>> begin Passage shown

Indeed, the lack of a smoking gun is the elephant in the room at the moment. The COP’s finding feels incomplete without it.
Perhaps, that could be also part of the reason why the COP recommended the referral to public prosecutor.
One thing we can all agree on, Pritam did not provide leadership when WP needed it the most.
Not directly ordering Raeesah to clarify the truth immediately once he found out, is a mistake that should have severe penalties.
On top of that, he allowed things to drag on for so many months. He waited for Raeesah to tell her parents while the integrity of the police and parliamentary institutions were at stake. This alone should call for questions on his judgment.
There are too many examples that we can point to over the course of the hearings that puts Pritam in a bad light. But that would be repetitive.
I guess it’s worth reiterating that Faisal came across as clueless and inept as on paper in the special report, and on camera during the hearing.
Faisal needlessly incriminated himself for seemingly no reason.
The COP has every right to ask for information such as meeting minutes and schedule.
Why did Faisal decide there and then that he had to refuse? Your guess is as good as mine.
The cynic would say it was an inept attempt at hiding evidence. The supporters would say he was standing up to the bullies.
But I think most Singaporeans would just be scratching our heads at this futile attempt at something.
Which is regretful, by all accounts he abdicated his role as a leader in dealing with Raeesah's lie. That would be almost entirely bad for him as a leader.
Possibly, the only upside to this is that he could have pleaded ignorance and escape responsibility and punishment. But alas, somehow he still got himself into trouble.
If there was somebody else in WP who had been digging his own grave beside Raeesah from the start, it would be Faisal.
Liberal progressive ideas are attractive.
Especially in the social media age, showing off liberal ideas is the easiest way to virtue signal. Or more simply put, it is the easiest way to get likes and shares on twitter.
But a social media savvy charlatan can easily ride on these ideas and expouse them in a way to get political support.
With Raeesah, I feel that we have dodged a bullet. At least she was exposed and caught early in her career.
If she had gotten away with this, it might embolden her to build a political platform based on lies and perceived outrage.
Trying to become a hero by inciting outrage is never the solution.
Fruitful discussion based on facts and truth will help us achieve progress for the minorities (sexual assault survivors in this case) in our country.

>> end Passage shown
>> begin Data section

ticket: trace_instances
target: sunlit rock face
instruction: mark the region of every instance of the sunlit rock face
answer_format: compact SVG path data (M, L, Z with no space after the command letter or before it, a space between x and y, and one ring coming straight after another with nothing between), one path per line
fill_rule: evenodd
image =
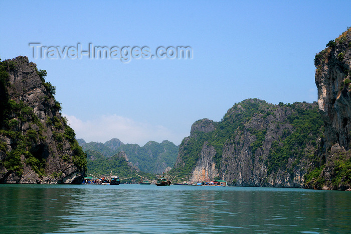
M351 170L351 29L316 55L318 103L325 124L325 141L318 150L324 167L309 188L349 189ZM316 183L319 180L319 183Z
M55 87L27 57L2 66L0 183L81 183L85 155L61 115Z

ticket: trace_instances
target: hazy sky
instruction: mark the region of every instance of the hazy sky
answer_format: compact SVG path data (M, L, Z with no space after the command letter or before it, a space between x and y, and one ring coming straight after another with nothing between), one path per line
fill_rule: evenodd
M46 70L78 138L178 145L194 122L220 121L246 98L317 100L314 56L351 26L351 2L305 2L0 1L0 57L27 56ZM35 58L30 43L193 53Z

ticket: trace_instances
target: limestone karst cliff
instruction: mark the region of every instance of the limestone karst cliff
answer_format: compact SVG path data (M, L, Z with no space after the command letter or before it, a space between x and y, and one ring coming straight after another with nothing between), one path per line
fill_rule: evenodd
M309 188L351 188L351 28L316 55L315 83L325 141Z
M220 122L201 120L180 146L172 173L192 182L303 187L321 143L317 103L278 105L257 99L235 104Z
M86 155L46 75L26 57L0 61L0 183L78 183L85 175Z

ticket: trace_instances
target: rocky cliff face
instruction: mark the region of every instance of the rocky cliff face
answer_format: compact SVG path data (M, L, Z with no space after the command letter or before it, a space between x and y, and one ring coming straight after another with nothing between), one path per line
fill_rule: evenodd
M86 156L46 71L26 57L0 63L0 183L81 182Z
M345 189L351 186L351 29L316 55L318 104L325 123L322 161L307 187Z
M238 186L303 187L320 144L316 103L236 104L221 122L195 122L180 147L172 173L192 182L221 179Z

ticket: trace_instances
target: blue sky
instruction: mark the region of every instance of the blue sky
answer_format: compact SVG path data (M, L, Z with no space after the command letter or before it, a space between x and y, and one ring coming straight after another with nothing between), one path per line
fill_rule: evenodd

>> end Data section

Work instructions:
• A. Rewrite the stretch of the commentary from "Possibly, the only" through "ideas are attractive.", swapping "grave" for "tomb".
• B. Does the commentary support each statement below? (i) The author says Pritam provided leadership when WP needed it most. (ii) The COP recommended a referral to the public prosecutor. (iii) The author says Raeesah was exposed late in her career.

Exercise responses:
• A.
Possibly, the only upside to this is that he could have pleaded ignorance and escape responsibility and punishment. But alas, somehow he still got himself into trouble.
If there was somebody else in WP who had been digging his own tomb beside Raeesah from the start, it would be Faisal.
Liberal progressive ideas are attractive.

• B.
(i) No: "Pritam did not provide leadership when WP needed it the most."
(ii) Yes: "the COP recommended the referral to public prosecutor."
(iii) No: "At least she was exposed and caught early in her career."